Objective A ▸ Duplicate a section of the R help post below: begin at the words "I am trying" and stop after "archive at Nabble.com.".
Objective B ▸ In the R help post below, what range does the writer want to plot the function over?

Document passage ▸
# # # #

I am trying to plot the following function over the range 0-100 test <- function(t){{ if (t<=10) x<-t*0 else x<-2*t } x } when I use plot(test,0,100) the GUI produces the following; "Warning message: In if (t <= 10) x <- t * 0 else x <- 2 * t : the condition has length > 1 and only the first element will be used" I am confused as when I evaluate the function for individual t it gives the correct response i.e. 0 for t<=10 and 2*t for t>10... This is what I wish the function to do however, I am not able to plot the function. Any help would be most appreciated! -- View this message in context: http://r.789695.n4.nabble.com/Plotting-a-function-that-includes-logical-operators-tp3697732p3697732.html Sent from the R help mailing list archive at Nabble.com.

# # # #

Rows ▸
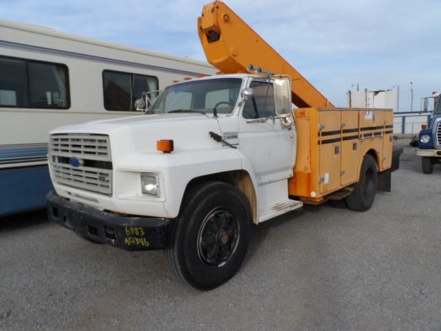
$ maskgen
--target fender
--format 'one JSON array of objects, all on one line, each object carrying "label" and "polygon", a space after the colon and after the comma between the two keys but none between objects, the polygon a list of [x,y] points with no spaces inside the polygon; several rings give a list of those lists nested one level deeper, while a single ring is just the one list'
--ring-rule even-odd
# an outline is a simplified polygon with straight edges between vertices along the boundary
[{"label": "fender", "polygon": [[118,170],[161,174],[163,185],[161,189],[165,195],[162,202],[166,217],[170,218],[178,216],[187,186],[198,177],[245,170],[249,174],[254,192],[257,190],[249,161],[237,150],[229,148],[181,150],[170,154],[136,154],[121,160]]}]

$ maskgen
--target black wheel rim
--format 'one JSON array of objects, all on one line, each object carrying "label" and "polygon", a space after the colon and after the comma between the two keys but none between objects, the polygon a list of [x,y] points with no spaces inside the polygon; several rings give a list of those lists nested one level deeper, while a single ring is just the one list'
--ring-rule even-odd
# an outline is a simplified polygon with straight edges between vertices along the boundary
[{"label": "black wheel rim", "polygon": [[225,209],[215,209],[204,219],[198,234],[198,254],[204,263],[221,267],[236,251],[240,227],[236,217]]}]

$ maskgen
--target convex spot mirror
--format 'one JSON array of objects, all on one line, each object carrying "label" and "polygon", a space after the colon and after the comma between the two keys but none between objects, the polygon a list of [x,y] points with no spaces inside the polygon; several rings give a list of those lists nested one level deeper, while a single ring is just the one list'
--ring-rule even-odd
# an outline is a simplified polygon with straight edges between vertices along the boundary
[{"label": "convex spot mirror", "polygon": [[137,99],[134,103],[135,109],[138,112],[145,110],[145,101],[143,99]]},{"label": "convex spot mirror", "polygon": [[253,97],[254,91],[251,88],[245,88],[240,92],[240,97],[242,97],[243,100],[247,101],[249,100]]},{"label": "convex spot mirror", "polygon": [[291,114],[291,78],[282,76],[274,79],[276,114],[287,117]]}]

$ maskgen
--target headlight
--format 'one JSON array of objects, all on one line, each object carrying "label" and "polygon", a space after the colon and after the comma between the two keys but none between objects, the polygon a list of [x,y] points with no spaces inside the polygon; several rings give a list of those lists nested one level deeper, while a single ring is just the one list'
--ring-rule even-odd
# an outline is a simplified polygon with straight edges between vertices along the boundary
[{"label": "headlight", "polygon": [[158,176],[154,174],[141,174],[141,188],[143,193],[159,196],[159,183]]},{"label": "headlight", "polygon": [[427,143],[430,141],[430,136],[429,134],[422,134],[420,138],[420,141],[422,143]]}]

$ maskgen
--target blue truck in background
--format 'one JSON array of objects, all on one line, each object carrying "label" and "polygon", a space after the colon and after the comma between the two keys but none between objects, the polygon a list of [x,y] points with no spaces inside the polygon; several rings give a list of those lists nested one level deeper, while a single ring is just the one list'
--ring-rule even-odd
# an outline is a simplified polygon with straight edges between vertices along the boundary
[{"label": "blue truck in background", "polygon": [[417,155],[422,157],[424,174],[431,174],[437,163],[441,164],[441,94],[435,98],[433,116],[429,126],[420,132]]}]

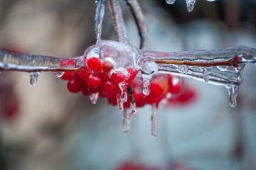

# # # #

Full output A ▸
I am trying to plot the following function over the range 0-100 test <- function(t){{ if (t<=10) x<-t*0 else x<-2*t } x } when I use plot(test,0,100) the GUI produces the following; "Warning message: In if (t <= 10) x <- t * 0 else x <- 2 * t : the condition has length > 1 and only the first element will be used" I am confused as when I evaluate the function for individual t it gives the correct response i.e. 0 for t<=10 and 2*t for t>10... This is what I wish the function to do however, I am not able to plot the function. Any help would be most appreciated! -- View this message in context: http://r.789695.n4.nabble.com/Plotting-a-function-that-includes-logical-operators-tp3697732p3697732.html Sent from the R help mailing list archive at Nabble.com.

Full output B ▸ 0 to 100